## FRAGMENTO SELECCIONADO
★ ★ ★ ★ ★

A partir del caso de la crisis ucraniana. Nota del Observatorio Cardenal Van Thuân
Fuente: https://mailchi.mp/3005e0fb39a6/ita-eng-esp-sul-significato-di-occidente-prendendo-spunto-dalla-crisi-ucraina?e=95bd417eed
https://www.vanthuanobservatory.org/
N. d. E. : No encontré este artículo en su sitio web, solo llegó por mail. Por ello lo publico entero en este blog.
Aclarar la noción de Occidente es de gran importancia, sobre todo hoy en día al reflexionar sobre la guerra en Ucrania. La idea correcta de Occidente puede ser muy útil para la causa de la paz. Con esta Nota, el Observatorio no interviene específicamente en el conflicto actual, sino que propone un horizonte que parece más adecuado que los que hoy prevalecen. Concebir el conflicto actual como interno en Occidente, casi una «guerra civil en Occidente», o concebirlo como un choque entre Occidente y algo opuesto a él, son visiones muy diferentes. Creemos que la primera -que pretendemos apoyar aquí- es la más correcta y, por tanto, también la más adecuada para ayudar a superar la tensión, ya que indica un origen y una matriz de procedencia comunes.

★ ★ ★ ★ ★

## FILAS PROPORCIONADAS
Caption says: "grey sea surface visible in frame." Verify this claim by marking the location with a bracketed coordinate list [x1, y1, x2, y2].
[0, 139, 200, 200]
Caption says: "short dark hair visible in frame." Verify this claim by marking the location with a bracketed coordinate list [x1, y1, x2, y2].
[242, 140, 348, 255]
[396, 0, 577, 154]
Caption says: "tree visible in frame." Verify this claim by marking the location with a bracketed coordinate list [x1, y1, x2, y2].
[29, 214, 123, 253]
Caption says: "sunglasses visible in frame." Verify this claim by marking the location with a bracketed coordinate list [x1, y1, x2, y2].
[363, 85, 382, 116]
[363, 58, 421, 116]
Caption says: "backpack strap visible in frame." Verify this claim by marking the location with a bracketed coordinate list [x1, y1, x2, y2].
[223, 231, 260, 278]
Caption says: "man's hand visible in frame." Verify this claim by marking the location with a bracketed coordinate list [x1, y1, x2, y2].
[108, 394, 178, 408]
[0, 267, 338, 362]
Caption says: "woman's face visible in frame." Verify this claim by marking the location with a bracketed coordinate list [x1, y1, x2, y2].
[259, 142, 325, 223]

★ ★ ★ ★ ★

## TAREAS ESCRITAS
[a] Vuelve a escribir el fragmento sobre la noción de Occidente desde "A partir del" hasta "en este blog.".
[b] En el fragmento sobre la noción de Occidente, ¿qué manera de concebir el conflicto actual considera el Observatorio la más correcta?

## RESULTADOS DEL EJERCICIO
[a]
A partir del caso de la crisis ucraniana. Nota del Observatorio Cardenal Van Thuân
Fuente: https://mailchi.mp/3005e0fb39a6/ita-eng-esp-sul-significato-di-occidente-prendendo-spunto-dalla-crisi-ucraina?e=95bd417eed
https://www.vanthuanobservatory.org/
N. d. E. : No encontré este artículo en su sitio web, solo llegó por mail. Por ello lo publico entero en este blog.

[b] Concebirlo como un conflicto interno en Occidente, casi una «guerra civil en Occidente».